── Records for this exercise ──

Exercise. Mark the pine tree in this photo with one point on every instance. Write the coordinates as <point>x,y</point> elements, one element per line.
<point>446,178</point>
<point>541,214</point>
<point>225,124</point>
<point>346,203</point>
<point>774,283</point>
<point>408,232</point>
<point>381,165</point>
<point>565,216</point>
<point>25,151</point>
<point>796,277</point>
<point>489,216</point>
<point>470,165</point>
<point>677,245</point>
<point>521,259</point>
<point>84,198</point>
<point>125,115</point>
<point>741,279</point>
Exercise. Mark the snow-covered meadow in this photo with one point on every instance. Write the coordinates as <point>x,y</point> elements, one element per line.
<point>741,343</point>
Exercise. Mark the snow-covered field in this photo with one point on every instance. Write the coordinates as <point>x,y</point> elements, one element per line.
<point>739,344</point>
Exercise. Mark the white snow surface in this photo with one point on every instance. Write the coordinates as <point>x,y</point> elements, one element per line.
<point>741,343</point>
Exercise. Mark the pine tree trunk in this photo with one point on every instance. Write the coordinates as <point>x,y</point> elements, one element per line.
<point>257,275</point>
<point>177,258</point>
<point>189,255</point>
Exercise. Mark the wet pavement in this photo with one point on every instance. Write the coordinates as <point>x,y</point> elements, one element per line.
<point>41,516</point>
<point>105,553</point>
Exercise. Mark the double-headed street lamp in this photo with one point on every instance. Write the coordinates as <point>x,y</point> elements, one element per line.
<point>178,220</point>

───

### Directions for this task:
Write out each entry again, word for word.

### Result:
Exercise. Mark the pine tree in this photo with one point on every instance. Write the coordinates as <point>x,y</point> elements, one element per line.
<point>446,178</point>
<point>541,214</point>
<point>225,124</point>
<point>346,203</point>
<point>774,283</point>
<point>408,232</point>
<point>381,165</point>
<point>565,216</point>
<point>25,151</point>
<point>796,277</point>
<point>489,216</point>
<point>470,165</point>
<point>677,245</point>
<point>521,259</point>
<point>84,198</point>
<point>125,115</point>
<point>741,279</point>
Exercise. Mark the snow-covered meadow in this photo with one point on every instance. Write the coordinates as <point>x,y</point> elements, one element per line.
<point>741,343</point>
Exercise. Mark the snow-covered field in this photo with one point on every instance. Write the coordinates as <point>x,y</point> elements, one element per line.
<point>739,344</point>
Exercise. Mark the white snow surface in this photo with one point on every instance. Write the coordinates as <point>x,y</point> elements, one element per line.
<point>741,343</point>
Exercise. Mark the pine tree trunk in this photo with one point on every instance. Write the coordinates as <point>x,y</point> elements, one element per line.
<point>257,275</point>
<point>177,258</point>
<point>189,255</point>
Exercise. Mark the wet pavement in this photo with one point on every instance. Write the coordinates as <point>x,y</point> elements, one element per line.
<point>41,516</point>
<point>105,553</point>
Exercise. Mark the double-headed street lamp in this photo with one point on every instance. Write the coordinates as <point>x,y</point> elements, one element per line.
<point>178,220</point>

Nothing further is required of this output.